Exercise passage =>
:::

In addition to possessing grit and determination, doctors, like nonfiction writers, learn to think analytically, unraveling and reconstructing the intimate details of a patient’s story from beginning to end. The doctor has to understand and solve the narrative quickly, just like a writer, although the writer writes a story to keep a reader engaged, while the doctor wants to find fast relief for his or her patient. (And these days, quick, efficient, effective work by the physician is mandated by managed care.)

Writers and doctors also share an intensity of obsession. Their hours are sporadic and often overwhelming, dictated by need rather than plans and schedules. While private practice may sometimes be less demanding than working in the trenches of a medical center, doctors’ personal lives are invariably determined by events beyond their control.

Writing about doctors has helped me to realize that they aren’t necessarily special people; they are, more precisely, ordinary people engaged in an extraordinary profession. Clearly, they are not perfect—not as doctors or as people. Sometimes doctors are distant and convey disinterest; sometimes they are egocentric and radiate superiority; sometimes they are angry or frustrated and treat people rudely; sometimes, alas, the health care system makes it impossible for them to do their jobs—and to demonstrate passion and empathy for their patients and colleagues when they most want to. The responsibilities of doctoring often surprise, test, and challenge them—but the best doctors meet and, when necessary, exceed the challenges. And the truth is, we ask more of our doctors, especially these days, than we do of people in almost any other profession.

Most of the doctors I have met—and there have been a great many over the years—have had a great appreciation for literature. And while relatively few of the doctors I have known had any urge to be creative writers, doctors who do write often show a real talent for telling stories and communicating complicated information in layman’s terms. Perhaps this has to do with their growing awareness of the need to understand their patients’ stories in order to understand how to treat them, and the importance of communicating so that their patients understand their message.

:::

Things to do =>
**a.** Render this sentence from the passage on doctors and writers into Spanish: "Clearly, they are not perfect—not as doctors or as people."
**b.** Echo the passage on doctors and writers word for word, from "Writing about doctors" up to and including "any other profession.".
**c.** Proceed with the passage on doctors and writers, picking up right after its final sentence.

Dataset excerpts
:::

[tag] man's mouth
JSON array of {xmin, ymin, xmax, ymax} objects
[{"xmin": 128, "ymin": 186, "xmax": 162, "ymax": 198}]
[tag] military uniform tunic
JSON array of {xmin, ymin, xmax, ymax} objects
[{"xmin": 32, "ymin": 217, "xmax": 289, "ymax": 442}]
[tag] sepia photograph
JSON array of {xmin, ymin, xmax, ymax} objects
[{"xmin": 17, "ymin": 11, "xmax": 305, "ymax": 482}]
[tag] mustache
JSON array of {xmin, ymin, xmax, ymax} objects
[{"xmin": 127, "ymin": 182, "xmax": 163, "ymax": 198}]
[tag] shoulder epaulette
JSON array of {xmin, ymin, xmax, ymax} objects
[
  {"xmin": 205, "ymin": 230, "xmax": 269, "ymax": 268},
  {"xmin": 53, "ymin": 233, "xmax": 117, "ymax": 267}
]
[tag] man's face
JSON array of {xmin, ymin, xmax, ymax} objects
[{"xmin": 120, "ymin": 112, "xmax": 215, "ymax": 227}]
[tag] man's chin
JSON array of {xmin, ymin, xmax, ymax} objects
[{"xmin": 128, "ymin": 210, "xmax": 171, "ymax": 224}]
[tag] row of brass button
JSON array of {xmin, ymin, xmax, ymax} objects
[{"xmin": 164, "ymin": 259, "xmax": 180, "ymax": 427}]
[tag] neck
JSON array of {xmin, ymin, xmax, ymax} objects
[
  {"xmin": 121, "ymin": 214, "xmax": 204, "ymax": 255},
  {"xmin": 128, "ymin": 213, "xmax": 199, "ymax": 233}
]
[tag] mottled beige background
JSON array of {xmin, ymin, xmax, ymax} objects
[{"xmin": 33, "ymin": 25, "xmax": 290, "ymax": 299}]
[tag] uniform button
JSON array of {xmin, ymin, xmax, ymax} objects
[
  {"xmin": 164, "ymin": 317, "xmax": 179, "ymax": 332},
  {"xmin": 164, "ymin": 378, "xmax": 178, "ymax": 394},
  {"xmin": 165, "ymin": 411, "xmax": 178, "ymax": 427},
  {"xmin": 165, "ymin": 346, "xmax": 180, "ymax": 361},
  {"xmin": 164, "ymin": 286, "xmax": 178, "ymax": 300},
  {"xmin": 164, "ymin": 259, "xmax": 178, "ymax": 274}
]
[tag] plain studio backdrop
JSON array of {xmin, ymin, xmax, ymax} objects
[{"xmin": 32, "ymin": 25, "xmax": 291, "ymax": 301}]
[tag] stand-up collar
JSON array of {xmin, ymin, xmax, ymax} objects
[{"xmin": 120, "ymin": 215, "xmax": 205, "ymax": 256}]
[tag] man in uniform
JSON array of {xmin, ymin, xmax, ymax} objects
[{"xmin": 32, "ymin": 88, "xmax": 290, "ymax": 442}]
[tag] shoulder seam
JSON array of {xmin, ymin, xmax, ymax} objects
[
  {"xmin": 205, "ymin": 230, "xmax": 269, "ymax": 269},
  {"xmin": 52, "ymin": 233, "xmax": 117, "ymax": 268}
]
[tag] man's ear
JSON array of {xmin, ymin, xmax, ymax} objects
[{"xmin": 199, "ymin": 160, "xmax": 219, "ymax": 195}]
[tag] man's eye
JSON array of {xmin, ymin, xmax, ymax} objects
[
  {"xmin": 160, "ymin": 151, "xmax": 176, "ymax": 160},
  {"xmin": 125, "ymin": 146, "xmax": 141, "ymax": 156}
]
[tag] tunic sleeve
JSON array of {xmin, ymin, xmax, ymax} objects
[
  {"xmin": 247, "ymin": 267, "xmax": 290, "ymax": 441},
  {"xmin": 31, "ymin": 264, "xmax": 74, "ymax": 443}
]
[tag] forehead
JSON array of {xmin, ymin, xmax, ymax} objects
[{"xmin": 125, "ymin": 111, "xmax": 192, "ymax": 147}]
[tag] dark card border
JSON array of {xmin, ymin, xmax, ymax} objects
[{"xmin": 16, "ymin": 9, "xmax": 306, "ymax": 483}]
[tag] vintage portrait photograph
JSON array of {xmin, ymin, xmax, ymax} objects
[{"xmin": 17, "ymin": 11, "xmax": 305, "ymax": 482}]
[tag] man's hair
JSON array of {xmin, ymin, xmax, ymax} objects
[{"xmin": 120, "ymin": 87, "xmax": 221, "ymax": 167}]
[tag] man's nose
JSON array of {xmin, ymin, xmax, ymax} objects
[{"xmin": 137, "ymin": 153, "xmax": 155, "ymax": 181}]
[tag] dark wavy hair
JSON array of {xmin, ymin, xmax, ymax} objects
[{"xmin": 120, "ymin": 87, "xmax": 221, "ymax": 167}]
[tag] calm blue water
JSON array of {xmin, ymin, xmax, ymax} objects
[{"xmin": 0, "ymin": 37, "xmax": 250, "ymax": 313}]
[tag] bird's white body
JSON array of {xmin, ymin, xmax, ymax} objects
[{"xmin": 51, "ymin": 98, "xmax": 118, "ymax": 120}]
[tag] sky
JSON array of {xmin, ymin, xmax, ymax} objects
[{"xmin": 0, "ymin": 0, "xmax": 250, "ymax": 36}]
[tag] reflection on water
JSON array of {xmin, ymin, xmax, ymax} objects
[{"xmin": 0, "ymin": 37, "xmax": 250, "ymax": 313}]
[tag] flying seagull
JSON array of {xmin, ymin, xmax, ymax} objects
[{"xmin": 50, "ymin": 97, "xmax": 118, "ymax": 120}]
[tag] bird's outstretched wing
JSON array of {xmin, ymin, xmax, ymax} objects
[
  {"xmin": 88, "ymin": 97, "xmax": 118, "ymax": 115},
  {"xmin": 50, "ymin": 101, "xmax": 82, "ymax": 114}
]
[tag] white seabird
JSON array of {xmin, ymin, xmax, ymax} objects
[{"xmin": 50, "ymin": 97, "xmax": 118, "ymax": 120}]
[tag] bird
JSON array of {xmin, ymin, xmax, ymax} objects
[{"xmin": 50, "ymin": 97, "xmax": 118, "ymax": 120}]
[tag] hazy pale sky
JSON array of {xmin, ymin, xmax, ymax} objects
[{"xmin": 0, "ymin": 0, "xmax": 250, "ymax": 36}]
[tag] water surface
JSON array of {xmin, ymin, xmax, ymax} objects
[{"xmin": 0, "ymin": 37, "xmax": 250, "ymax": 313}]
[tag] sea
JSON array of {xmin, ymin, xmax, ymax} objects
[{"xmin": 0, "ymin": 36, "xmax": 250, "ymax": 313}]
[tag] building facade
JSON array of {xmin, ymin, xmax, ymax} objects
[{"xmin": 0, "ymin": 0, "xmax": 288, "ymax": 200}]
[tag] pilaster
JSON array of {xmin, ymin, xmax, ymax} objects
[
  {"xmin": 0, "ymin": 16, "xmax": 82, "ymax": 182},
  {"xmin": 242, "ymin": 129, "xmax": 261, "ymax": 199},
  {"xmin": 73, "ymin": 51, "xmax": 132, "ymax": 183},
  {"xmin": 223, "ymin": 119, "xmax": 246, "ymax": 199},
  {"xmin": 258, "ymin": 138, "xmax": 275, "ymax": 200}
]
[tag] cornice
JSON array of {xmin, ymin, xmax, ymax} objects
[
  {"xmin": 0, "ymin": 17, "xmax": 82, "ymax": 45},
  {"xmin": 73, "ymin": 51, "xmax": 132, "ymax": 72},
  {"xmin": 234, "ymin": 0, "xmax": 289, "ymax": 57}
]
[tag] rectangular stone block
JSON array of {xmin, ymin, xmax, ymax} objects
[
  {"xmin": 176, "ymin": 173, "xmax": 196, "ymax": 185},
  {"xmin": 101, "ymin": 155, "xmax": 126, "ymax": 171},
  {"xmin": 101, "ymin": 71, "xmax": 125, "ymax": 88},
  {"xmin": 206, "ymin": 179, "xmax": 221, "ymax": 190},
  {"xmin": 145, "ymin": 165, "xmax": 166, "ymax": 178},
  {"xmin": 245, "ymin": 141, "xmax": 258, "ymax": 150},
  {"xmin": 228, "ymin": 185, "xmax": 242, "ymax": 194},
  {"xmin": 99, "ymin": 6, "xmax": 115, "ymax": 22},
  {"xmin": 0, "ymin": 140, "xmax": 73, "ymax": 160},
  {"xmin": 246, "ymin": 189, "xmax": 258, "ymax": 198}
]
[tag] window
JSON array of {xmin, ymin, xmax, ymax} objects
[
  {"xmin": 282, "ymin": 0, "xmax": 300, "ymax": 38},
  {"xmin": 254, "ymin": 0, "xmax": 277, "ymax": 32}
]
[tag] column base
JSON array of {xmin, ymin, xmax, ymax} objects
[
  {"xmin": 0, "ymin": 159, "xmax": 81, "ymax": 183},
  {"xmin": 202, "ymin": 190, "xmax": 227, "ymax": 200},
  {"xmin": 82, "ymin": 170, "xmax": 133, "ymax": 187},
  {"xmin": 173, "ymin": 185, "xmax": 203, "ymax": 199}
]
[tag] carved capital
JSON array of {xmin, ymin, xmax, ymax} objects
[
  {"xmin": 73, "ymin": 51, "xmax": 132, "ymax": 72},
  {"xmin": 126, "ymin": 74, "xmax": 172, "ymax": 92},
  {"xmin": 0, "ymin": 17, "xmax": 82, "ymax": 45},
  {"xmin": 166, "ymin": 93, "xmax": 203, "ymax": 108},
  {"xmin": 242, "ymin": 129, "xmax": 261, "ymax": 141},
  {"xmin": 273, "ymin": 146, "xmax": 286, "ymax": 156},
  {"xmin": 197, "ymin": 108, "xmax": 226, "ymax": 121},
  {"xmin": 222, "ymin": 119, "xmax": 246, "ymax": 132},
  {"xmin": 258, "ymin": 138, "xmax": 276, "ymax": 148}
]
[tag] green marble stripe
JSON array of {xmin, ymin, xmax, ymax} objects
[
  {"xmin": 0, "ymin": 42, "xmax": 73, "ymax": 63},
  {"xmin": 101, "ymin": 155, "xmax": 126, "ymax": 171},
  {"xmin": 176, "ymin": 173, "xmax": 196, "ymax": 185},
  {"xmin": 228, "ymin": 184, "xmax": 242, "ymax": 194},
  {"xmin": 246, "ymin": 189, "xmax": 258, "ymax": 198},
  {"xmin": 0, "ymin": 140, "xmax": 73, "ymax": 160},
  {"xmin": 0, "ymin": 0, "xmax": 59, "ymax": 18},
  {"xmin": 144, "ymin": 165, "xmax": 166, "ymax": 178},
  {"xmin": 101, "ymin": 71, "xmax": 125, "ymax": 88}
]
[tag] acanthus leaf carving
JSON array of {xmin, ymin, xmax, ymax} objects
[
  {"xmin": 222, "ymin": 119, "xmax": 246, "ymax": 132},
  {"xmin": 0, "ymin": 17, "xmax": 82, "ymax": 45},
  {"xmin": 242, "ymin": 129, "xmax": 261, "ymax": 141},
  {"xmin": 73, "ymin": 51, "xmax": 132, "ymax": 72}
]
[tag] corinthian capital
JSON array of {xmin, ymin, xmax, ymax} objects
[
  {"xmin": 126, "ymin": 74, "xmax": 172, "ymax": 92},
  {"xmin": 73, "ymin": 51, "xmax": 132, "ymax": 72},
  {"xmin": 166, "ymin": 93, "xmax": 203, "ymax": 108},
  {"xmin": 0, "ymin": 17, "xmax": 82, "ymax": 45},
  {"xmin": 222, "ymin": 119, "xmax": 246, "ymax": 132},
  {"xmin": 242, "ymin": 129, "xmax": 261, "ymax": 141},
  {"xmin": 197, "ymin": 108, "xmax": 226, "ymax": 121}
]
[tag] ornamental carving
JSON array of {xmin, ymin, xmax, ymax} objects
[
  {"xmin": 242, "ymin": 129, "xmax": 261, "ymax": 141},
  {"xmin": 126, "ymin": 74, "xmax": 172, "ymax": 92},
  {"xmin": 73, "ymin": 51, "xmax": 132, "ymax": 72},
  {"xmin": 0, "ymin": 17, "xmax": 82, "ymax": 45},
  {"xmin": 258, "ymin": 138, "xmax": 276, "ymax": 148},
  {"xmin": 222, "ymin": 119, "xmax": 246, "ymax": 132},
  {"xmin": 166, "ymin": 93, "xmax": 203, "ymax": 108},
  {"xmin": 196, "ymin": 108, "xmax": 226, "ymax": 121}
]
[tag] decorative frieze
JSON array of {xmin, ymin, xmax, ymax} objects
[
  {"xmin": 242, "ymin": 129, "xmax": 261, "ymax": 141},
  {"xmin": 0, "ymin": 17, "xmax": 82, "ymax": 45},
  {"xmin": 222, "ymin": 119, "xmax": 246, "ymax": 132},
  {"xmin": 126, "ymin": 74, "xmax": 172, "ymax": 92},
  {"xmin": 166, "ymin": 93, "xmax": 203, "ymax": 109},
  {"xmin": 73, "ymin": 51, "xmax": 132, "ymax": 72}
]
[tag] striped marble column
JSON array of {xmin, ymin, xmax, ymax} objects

:::

Responses per task =>
**a.** Está claro que no son perfectos, ni como médicos ni como personas.

**b.**
Writing about doctors has helped me to realize that they aren’t necessarily special people; they are, more precisely, ordinary people engaged in an extraordinary profession. Clearly, they are not perfect—not as doctors or as people. Sometimes doctors are distant and convey disinterest; sometimes they are egocentric and radiate superiority; sometimes they are angry or frustrated and treat people rudely; sometimes, alas, the health care system makes it impossible for them to do their jobs—and to demonstrate passion and empathy for their patients and colleagues when they most want to. The responsibilities of doctoring often surprise, test, and challenge them—but the best doctors meet and, when necessary, exceed the challenges. And the truth is, we ask more of our doctors, especially these days, than we do of people in almost any other profession.

**c.**
When doctors do sit down to write, they have a wealth of experiences and raw material to draw on. Physicians’ professional lives are steeped in drama; health and sickness, life and death, fear and courage, clarity and confusion are part of their daily routine. The fact that the stakes are so high in almost everything they do, in training or practice, leads to daily exhilaration and anxiety, but also to the need for personal analysis and reflection and an ability to roll with the punches, as the essays in this collection demonstrate.

In these pages, Perri Klass, a pediatrician, explains why she insists that her students appreciate the unique opportunity to learn from their patients’ stories as well as their bodies. Elissa Ely humbly accepts that the road to stability for one of her psychiatric patients requires that she, the doctor, follow instead of lead. Sandeep Jauhar discovers that a physician’s words can occasionally do as much damage as good. Sayantani DasGupta vividly portrays the driven mania of an intern. Chris Stookey tells the story of being hit with a mysterious malpractice suit as a resident. Lauren Slater probes the tragic ambivalence she feels about having walked away from her profession. And Robert Coles looks back on his intimate and inspiring relationship with the poet William Carlos Williams.

In this book about writers who are doctors and doctors who are writers, the two professions come together. After all, doctors are always writing patient and professional scenarios in their heads, rejoicing in their successes and reliving the ways in which they feel they were ineffective—or worse. What doctors do—everything they do—goes far beyond the act or the service itself. Their decisions and actions affect many people they will never know; in this way they are just like writers, whose books and essays, once written, take on a life of their own and affect readers in unknown and unpredictable ways. Perhaps, in the end, this is why so many doctors write: in their writing, not only their words and ideas but the people they write about will always live, if only on paper.